=== TO DO ===
For the records below, the count of lines that hold "teeth" is required; give only that number.
=== Begin Enclosure ===
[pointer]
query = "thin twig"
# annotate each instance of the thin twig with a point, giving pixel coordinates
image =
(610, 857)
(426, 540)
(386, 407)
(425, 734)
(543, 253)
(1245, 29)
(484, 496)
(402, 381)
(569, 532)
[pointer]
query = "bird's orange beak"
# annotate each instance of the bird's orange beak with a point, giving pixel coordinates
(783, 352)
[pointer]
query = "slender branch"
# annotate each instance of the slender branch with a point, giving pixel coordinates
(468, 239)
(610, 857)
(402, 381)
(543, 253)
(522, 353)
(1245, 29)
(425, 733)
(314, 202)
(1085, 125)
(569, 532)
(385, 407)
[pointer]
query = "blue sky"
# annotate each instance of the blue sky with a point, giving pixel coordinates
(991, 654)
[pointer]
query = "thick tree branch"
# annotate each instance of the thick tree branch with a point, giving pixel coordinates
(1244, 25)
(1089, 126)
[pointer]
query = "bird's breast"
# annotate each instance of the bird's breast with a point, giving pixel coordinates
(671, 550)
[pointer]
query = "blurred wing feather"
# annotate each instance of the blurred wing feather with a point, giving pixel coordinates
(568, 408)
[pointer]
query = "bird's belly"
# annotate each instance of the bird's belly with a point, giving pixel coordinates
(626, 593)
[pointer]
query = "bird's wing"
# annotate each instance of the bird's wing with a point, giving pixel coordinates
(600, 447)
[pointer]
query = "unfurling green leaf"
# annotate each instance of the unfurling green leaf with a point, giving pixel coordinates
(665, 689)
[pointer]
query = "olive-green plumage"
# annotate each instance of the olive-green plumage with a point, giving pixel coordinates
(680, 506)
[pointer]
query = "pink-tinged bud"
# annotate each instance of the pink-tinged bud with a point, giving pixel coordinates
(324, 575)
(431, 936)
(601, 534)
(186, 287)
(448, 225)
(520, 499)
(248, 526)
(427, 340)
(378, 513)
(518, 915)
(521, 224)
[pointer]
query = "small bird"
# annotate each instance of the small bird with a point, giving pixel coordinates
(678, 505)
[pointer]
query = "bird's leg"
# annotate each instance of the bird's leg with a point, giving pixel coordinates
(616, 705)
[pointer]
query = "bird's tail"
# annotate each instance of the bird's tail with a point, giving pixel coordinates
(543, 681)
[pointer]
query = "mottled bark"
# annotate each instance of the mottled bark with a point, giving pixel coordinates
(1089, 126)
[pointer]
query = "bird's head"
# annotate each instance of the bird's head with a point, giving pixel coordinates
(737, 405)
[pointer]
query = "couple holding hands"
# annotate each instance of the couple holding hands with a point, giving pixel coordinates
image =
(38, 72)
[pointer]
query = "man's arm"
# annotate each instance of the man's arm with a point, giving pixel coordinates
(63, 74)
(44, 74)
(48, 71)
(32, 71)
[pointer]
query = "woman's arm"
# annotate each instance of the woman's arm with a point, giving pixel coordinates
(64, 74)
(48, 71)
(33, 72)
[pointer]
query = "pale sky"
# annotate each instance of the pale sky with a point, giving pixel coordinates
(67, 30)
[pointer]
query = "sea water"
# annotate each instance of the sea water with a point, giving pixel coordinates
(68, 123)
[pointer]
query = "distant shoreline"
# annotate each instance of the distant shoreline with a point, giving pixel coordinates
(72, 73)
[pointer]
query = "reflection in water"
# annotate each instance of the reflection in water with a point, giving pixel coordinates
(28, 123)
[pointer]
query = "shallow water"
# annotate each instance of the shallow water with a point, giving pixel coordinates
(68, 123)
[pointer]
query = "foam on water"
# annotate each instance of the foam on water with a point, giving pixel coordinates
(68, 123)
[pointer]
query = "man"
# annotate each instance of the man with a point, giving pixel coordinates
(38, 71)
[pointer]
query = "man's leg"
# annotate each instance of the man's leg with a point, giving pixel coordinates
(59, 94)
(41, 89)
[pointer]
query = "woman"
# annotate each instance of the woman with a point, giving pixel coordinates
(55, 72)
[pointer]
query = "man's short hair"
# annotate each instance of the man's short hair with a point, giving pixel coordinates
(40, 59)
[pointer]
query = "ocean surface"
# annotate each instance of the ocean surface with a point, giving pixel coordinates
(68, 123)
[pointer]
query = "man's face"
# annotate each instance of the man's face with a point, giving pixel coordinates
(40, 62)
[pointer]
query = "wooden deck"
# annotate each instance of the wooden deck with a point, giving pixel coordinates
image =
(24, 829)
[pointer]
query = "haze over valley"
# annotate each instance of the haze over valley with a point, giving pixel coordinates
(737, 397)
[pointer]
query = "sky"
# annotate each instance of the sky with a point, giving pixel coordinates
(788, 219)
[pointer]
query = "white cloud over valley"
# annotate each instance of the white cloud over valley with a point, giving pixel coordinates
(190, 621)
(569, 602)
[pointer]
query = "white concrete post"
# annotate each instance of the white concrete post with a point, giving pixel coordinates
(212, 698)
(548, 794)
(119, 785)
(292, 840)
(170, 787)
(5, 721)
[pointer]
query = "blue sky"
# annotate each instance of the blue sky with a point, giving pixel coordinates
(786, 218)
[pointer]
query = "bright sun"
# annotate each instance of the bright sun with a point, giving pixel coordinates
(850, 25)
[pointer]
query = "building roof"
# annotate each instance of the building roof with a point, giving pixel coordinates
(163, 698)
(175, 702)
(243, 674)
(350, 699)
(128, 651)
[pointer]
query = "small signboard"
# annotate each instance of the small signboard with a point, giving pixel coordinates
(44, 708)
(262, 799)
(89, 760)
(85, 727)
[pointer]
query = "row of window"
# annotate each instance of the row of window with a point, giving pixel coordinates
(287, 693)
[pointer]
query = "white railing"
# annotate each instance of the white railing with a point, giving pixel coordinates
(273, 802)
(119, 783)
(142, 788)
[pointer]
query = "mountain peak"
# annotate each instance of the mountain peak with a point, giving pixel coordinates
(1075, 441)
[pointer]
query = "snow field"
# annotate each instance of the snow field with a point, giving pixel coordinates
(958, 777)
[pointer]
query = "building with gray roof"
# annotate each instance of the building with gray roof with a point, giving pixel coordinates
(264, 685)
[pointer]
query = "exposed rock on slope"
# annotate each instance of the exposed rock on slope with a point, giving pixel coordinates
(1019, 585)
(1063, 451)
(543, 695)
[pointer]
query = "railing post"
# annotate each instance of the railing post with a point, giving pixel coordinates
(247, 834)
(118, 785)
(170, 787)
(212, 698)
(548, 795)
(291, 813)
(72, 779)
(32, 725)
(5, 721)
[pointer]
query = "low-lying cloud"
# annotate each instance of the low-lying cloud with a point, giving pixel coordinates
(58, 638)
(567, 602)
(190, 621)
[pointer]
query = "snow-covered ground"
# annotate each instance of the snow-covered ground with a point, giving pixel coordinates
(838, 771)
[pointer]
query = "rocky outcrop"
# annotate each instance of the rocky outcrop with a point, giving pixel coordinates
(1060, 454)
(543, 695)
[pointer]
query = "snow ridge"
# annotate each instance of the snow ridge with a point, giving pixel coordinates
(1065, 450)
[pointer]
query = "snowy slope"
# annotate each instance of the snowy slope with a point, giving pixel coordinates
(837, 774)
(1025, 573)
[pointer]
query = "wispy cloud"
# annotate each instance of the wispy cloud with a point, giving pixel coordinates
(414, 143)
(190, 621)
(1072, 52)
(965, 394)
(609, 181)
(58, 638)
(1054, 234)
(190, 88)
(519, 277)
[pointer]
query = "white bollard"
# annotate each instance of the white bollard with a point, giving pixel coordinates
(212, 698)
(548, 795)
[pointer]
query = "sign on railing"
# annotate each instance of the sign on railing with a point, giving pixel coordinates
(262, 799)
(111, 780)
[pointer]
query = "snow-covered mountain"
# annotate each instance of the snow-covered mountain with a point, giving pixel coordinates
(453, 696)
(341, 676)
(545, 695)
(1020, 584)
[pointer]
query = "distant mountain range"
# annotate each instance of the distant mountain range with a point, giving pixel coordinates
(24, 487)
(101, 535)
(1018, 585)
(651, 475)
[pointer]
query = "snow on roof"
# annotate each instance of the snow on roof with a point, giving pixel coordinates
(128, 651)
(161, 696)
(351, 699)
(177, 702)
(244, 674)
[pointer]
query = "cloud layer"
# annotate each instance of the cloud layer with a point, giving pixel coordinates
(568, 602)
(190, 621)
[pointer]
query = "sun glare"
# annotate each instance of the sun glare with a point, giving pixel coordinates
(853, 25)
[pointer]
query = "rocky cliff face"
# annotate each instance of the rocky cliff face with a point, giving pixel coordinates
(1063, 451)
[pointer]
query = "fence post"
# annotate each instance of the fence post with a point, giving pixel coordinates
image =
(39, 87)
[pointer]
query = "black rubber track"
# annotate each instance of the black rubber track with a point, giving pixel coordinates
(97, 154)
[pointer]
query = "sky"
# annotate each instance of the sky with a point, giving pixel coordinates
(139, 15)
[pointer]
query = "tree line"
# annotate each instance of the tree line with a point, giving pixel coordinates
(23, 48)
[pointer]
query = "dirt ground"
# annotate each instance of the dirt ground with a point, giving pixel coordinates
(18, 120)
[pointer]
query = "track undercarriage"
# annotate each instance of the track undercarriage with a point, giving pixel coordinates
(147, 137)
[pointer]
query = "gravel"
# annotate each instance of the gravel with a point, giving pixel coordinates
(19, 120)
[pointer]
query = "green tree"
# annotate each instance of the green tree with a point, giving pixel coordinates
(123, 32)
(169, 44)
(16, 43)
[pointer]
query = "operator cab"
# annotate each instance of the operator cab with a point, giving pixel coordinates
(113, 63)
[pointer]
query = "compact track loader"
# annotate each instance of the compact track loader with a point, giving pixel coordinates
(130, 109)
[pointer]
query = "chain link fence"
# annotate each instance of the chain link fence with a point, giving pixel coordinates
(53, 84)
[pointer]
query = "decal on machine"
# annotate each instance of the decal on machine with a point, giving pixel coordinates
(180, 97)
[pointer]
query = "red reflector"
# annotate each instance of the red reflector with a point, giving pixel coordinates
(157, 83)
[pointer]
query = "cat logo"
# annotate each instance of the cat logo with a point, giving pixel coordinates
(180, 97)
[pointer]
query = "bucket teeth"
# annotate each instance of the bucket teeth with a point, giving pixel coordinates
=== End Enclosure ===
=== SOLUTION TO THIS PROBLEM ===
2